**GOAL 1:**
Please write out the part of the CANDLE-on-Theta tutorial below from "Step 3. Set" up to and including "want to run.", keeping every character the same.
**GOAL 2:**
Continue the tutorial on running CANDLE code on Theta, starting after its last sentence.

How to run CANDLE compliant code in Theta
=========================================

As mentioned above, we offer two different workflows in CANDLE: Unrolled
Parameter File (UPF) and Hyper Parameter Optimization (HPO). The UPF
workflow allows you to run parallel multi-node executions with different
parameters, while the HPO workflow evaluates the best values of the
hyperparameters based on the mlrMBO algorithm.

Running UPF on Theta
--------------------

In this tutorial, we will execute an mnist example rewritten for CANDLE.
The source code is available on `CANDLE github
repo <https://github.com/ECP-CANDLE/Candle/tree/master/examples/mnist>`__. This example assumes that you have access to the Candle_ECP project on theta.

Step 1. Create directory and checkout Supervisor & Candle repos

.. code:: bash

    $ mkdir candle_tutorial
    $ cd candle_tutorial
    $ git clone -b master https://github.com/ECP-CANDLE/Supervisor.git
    $ git clone https://github.com/ECP-CANDLE/Candle.git

Step 2. Move to upf workflow directory

::

    $ cd Supervisor/workflows/upf

Step 3. Set Env variables. In ``test/cfg-sys-1.sh``, you will need to
set ``MODEL_PYTHON_DIR`` to point the directory that holds the example, and
``MODEL_PYTHON_SCRIPT`` to name the script you want to run.

::

    MODEL_PYTHON_DIR=/home/hsyoo/candle_tutorial/Candle/examples/mnist # 1
    MODEL_PYTHON_SCRIPT=mnist_mlp_candle # 2

- # 1: This location should reflect your environment

- # 2: Note this requires filename without extension (such as .py)

Step 4. Set execution plan. Check ``test/upf-1.txt`` for parameter
configuration and modify as needed. This file contains multiple JSON
documents. Each JSON document will contain the command line parameters
for an individual run. For example,

::

    {"id": "test0", "epochs": 10}
    {"id": "test1", "epochs": 20}

This will invoke two instances, which will run 10 epochs and 20 epochs
respectively.

**DATA BLOCK:**
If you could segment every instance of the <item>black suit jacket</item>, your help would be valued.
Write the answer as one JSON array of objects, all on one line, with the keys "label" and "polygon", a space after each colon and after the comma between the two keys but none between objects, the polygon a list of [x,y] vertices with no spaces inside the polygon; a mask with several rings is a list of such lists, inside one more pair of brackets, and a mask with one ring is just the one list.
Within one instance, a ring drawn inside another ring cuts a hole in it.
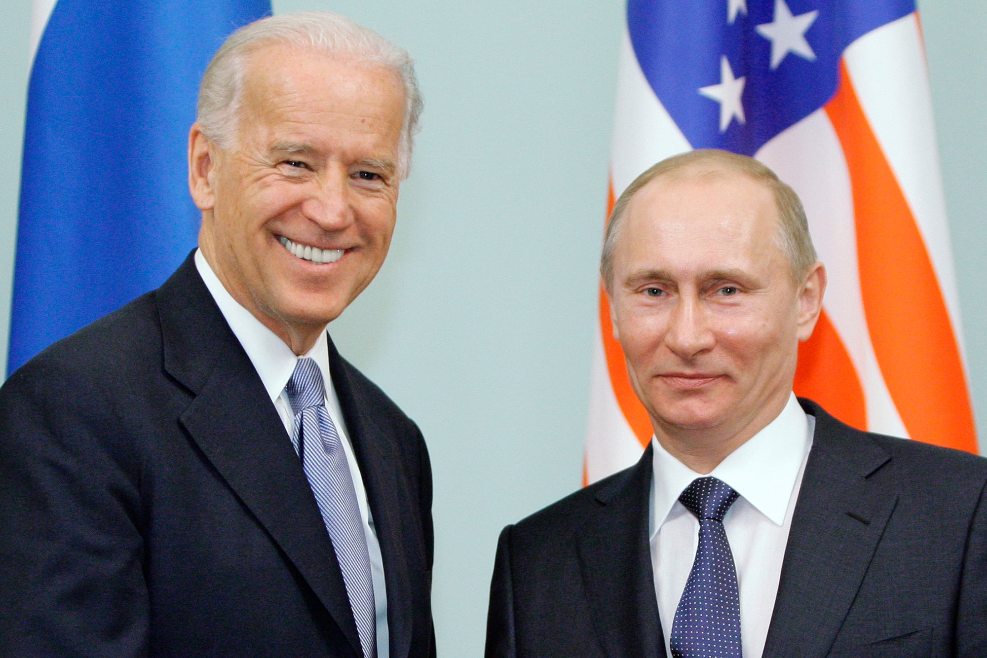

**WRITTEN REPLY 1:**
Step 3. Set Env variables. In ``test/cfg-sys-1.sh``, you will need to
set ``MODEL_PYTHON_DIR`` to point the directory that holds the example, and
``MODEL_PYTHON_SCRIPT`` to name the script you want to run.

**WRITTEN REPLY 2:**
Step 5. Submit your job. You will need to set ``QUEUE``, ``PROJECT``,
``PROCS``, and ``WALLTIME``. You can configure those in ``cfg-sys-1.sh``
(see Step 3), set them as env variables, or provide them as command line
arguments (see below).

::

    $ export QUEUE=debug-cache-quad
    $ export PROJECT=myproject
    $ export PROCS=3
    $ export WALLTIME=00:10:00

    $ ./test/upf-1.sh theta

    // or

    $ QUEUE=debug-cache-quad PROJECT=myproject PROCS=3 WALLTIME=00:10:00 ./test/upf-1.sh theta

-  ``QUEUE`` refers to the system queue name. The Theta machine has
   queues named ``default``, ``debug-flat-quad``, and
   ``debug-cache-quad``. For more information, please check
   https://www.alcf.anl.gov/user-guides/job-scheduling-policy-xc40-systems#queues

-  ``PROJECT`` refers to your allocated project name. Please check
   https://www.alcf.anl.gov/user-guides/allocations, for more detail.

-  ``PROCS`` is a number of nodes. We recommend adding extra 1 node in
   addition to the number of executions in your plan. In this example,
   we set 3 (1 + 2).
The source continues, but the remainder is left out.